------ Supplied passage ------
FinCEN’s mission, as stated on the U.S. Treasury Department website, is to safeguard the financial system from illicit use and combat money laundering and promote national security through the collection, analysis, and dissemination of financial intelligence and strategic use of financial authorities.
On February 13, 2024, FinCEN proposed a rule under its authority to designate a business or agency as a ‘‘financial institution’’ as defined by the Bank Secrecy Act “(BSA). The proposed rule would add investment adviser to the definition of financial institution under the BSA.
If this change is adopted, both Securities and Exchange (SEC) Registered Investment Advisers (RIAs) and Exempt Reporting Advisers (ERAs) would be subject to FinCEN’s anti-money laundering (AML) and combatting the financing of terrorism (CFT) requirements.
This is a proposed rule, and FinCEN is currently seeking public comment. The comments period ends on April 15, 2024. An investment adviser will have 12 months from the effective date of the final rule to implement these procedures.
Why Is This Happening?
Regulators are concerned that investment advisers could be exploited for illegal activities or by foreign governments to gain access to sensitive information. They believe that existing regulatory requirements for Advisers are not designed to address money laundering, terrorist financing, and other illicit financial activity risks.
While some investment advisers have implemented certain AML/CFT requirements, they are not uniform across the industry and the implementation of such measures is not subject to comprehensive enforcement or examination.
FinCEN has authority under the BSA to authorize financial institutions to share financial information in specified circumstances and to require financial institutions to keep records and maintain procedures to ensure compliance with the BSA and its implementing regulations to guard against money laundering.
What Is the Expected Impact?
If adopted, this rule will significantly change the regulatory landscape for investment advisers by requiring them to implement new AML/CTF programs and comply with various reporting and recordkeeping obligations.
FinCEN has proposed delegating its examination authority to the SEC because of the agency’s expertise in the regulation of investment advisers.
What Are the Proposed Requirements?
------
## Exercise task 1
Could you print everything in the FinCEN proposed-rule passage from "While some investment" down to "and recordkeeping obligations.", word for word?
## Exercise task 2
What comes next in the FinCEN proposed-rule passage? Write the text that would follow its final line.
------ Record extracts ------
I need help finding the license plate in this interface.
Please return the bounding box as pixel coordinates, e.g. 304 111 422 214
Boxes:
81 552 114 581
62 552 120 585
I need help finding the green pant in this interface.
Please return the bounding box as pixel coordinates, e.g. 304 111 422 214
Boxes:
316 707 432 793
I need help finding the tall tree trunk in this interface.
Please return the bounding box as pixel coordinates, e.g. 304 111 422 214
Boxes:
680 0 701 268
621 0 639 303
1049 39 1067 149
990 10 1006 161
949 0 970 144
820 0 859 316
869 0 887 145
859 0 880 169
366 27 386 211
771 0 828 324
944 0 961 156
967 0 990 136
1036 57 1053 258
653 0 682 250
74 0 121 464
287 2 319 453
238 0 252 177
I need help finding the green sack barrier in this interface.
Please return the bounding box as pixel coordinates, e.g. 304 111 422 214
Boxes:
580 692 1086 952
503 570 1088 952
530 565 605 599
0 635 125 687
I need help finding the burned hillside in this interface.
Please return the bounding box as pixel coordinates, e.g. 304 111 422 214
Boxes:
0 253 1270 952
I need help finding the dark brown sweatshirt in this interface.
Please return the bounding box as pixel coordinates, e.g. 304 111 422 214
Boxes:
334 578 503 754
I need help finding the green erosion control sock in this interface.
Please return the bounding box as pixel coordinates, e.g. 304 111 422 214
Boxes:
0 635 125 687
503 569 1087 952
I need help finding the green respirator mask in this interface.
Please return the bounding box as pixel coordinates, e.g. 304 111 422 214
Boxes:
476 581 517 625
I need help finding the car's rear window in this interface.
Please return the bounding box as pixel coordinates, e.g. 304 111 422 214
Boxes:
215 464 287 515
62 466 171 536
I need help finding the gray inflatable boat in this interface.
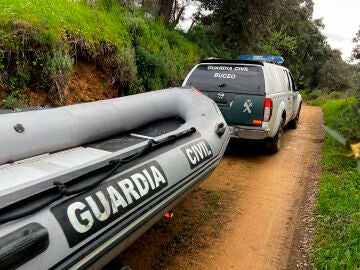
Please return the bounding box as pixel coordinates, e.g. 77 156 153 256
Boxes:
0 88 229 269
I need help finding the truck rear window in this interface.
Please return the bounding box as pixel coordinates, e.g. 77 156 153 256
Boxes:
186 64 265 94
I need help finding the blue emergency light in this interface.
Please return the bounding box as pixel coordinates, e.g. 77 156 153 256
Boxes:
236 55 284 65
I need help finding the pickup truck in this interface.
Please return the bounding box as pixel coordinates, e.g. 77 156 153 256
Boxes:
183 56 303 152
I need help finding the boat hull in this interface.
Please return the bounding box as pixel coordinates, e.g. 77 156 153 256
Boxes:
0 88 230 269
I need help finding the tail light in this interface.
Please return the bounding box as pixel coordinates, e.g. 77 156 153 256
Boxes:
263 98 272 122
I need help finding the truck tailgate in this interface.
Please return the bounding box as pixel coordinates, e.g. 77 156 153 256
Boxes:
203 91 265 126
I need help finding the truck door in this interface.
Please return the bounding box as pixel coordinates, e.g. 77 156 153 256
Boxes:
284 70 294 119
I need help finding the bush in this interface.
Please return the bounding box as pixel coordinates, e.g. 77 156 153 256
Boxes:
1 89 29 108
42 48 74 104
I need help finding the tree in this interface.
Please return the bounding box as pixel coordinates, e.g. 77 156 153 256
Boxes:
351 26 360 60
319 50 353 91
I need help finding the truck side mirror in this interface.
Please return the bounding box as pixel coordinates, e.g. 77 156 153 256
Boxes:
296 83 305 91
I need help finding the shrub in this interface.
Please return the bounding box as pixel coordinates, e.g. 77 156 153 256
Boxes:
1 89 29 108
42 48 74 104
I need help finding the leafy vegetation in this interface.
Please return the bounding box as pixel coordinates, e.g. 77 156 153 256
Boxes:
312 98 360 269
0 0 203 107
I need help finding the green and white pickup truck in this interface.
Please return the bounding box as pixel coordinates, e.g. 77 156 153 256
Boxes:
183 56 302 152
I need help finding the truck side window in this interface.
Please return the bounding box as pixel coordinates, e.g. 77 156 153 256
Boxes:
289 72 296 91
284 70 292 92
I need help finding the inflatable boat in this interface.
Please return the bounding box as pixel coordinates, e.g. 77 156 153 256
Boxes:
0 88 229 269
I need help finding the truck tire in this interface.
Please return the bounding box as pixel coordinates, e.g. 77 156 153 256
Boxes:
267 119 284 153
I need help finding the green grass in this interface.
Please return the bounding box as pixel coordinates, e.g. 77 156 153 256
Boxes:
0 0 204 104
312 98 360 269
------
## Task output 1
While some investment advisers have implemented certain AML/CFT requirements, they are not uniform across the industry and the implementation of such measures is not subject to comprehensive enforcement or examination.
FinCEN has authority under the BSA to authorize financial institutions to share financial information in specified circumstances and to require financial institutions to keep records and maintain procedures to ensure compliance with the BSA and its implementing regulations to guard against money laundering.
What Is the Expected Impact?
If adopted, this rule will significantly change the regulatory landscape for investment advisers by requiring them to implement new AML/CTF programs and comply with various reporting and recordkeeping obligations.

## Task output 2
The BSA requires financial institutions to establish reasonably designed risk-based AML/CFT programs to combat the laundering of money and financing of terrorism through the institution. Under the proposed rule, Advisers would need to establish a(n):
- Written AML program: The program would need to cover all advisory relationships and should address risks associated with different types of clients, including private funds.
- Policies and procedures: Internal policies, procedures, and controls reasonably designed to prevent or detect money-laundering would need to be developed.
- Designation of a compliance/AML officer responsible for the program: The person or persons would need to have full responsibility and authority to develop and implement appropriate policies, procedures, and internal controls reasonably designed to prevent the investment adviser from being used for those risks.
- Independent testing: The AML program would need to be tested periodically by an independent party.
- Suspicious activity reporting: Advisers would need to file Suspicious Activity Reports (SARs) with FinCEN for suspicious transactions and other recordkeeping requirements related to fund transfers and cross-border transactions are also outlined.
- Training: All employees would need to receive regular AML training; this includes the Board and certain groups may require additionally focused training relevant to their job function.
- Customer/enhanced due diligence: Investment Advisers would be subject to due diligence standards similar to those of other BSA financial institutions. This would include the maintenance for correspondent banking for foreign financial institutions and private banking.
- Currency transaction reports: RIAs and ERAs would be required to report transactions in currency over $10,000.
- Record keeping and travel tule: Advisers would need to create and retain records for the transmittals of funds and ensure the relevant information “travels” to the next financial institution.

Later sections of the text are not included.